EXERCISE DESCRIPTION
Please read the passage about buying products from a limited number of vendors and say about how many vendor combinations it gives for 20 vendors.

DOCUMENT PASSAGE
╭──
Find the best way to buy p Product from limit x Vendors

I have to buy 100 Products ( or p Products) from 20 Vendors ( or v Vendors). Each Vendors have all of these Products, but they sell different Price.
I want to find the best price to get 100 Products. Asume that there is no Shipping Cost.
There are v^p ways. And I will get only one way that have best Price.
The problem seem to be easy if there is no requirement: LIMIT number of Vendors to x in the Orders because of Time Delivery ( or Some reasons).
So, the problem is: Find the best way to buy p Product from limit x Vendors ( There are v Vendors , x<=v).
I can generate all Combination of Vendors( There are C(v,x) combinations) and compare the Total Price. But There are so many combinations . (if there are 20 Vendors, there are around 185k combinations).
I stuck at this idea.
╰──
DATA
╭──
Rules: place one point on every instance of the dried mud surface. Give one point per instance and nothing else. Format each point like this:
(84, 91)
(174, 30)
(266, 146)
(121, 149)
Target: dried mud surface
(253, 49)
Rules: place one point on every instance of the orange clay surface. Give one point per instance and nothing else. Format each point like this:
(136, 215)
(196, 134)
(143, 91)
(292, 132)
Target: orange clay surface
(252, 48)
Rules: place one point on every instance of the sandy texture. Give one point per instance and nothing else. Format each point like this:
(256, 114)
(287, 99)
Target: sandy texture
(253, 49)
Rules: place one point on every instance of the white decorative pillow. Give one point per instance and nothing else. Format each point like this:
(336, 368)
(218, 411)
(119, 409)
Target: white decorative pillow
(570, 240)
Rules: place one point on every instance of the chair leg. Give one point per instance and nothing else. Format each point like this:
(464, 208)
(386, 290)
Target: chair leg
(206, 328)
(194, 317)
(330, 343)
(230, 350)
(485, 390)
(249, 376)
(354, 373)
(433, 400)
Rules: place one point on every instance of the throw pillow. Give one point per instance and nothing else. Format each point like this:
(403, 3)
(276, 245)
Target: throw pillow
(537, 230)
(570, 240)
╰──
╭──
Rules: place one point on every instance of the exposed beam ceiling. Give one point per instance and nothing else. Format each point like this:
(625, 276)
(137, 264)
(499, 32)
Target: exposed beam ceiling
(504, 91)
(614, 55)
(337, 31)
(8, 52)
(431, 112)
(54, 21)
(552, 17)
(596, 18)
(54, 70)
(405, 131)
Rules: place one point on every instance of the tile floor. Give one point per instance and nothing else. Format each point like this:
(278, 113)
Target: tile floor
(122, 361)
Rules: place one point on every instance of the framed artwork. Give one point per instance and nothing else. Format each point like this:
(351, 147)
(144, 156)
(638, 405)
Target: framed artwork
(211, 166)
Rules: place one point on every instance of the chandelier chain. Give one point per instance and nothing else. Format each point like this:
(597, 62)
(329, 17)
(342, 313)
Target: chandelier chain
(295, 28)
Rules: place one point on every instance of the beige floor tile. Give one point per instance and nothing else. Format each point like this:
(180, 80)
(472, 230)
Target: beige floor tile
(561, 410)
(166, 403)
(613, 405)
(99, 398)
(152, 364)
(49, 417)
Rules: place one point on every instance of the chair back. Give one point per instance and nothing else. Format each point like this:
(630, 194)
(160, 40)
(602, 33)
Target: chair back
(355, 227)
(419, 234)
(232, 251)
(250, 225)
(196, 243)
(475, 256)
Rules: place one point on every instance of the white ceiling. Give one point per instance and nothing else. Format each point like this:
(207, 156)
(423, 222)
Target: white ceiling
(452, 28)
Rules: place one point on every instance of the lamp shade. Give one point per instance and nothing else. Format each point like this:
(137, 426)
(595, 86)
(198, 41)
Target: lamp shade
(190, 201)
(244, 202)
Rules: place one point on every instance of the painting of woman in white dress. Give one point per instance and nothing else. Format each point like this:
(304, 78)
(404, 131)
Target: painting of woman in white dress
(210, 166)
╰──
╭──
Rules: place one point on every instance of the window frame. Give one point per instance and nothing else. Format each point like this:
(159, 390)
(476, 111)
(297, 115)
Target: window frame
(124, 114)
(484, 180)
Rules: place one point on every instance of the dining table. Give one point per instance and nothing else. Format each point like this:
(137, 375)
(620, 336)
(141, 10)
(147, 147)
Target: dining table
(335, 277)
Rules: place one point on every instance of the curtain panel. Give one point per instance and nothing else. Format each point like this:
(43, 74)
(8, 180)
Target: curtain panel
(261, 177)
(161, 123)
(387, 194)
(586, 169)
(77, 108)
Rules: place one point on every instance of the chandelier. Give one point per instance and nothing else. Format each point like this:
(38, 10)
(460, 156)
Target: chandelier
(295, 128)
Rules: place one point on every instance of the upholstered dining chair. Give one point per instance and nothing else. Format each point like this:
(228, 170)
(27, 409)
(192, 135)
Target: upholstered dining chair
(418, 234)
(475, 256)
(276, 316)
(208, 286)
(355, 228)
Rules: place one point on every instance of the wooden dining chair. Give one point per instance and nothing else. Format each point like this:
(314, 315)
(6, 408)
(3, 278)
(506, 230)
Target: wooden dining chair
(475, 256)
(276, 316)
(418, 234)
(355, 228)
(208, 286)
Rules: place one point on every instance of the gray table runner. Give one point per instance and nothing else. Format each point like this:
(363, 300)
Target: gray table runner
╰──
TASK SOLUTION
Around 185k combinations.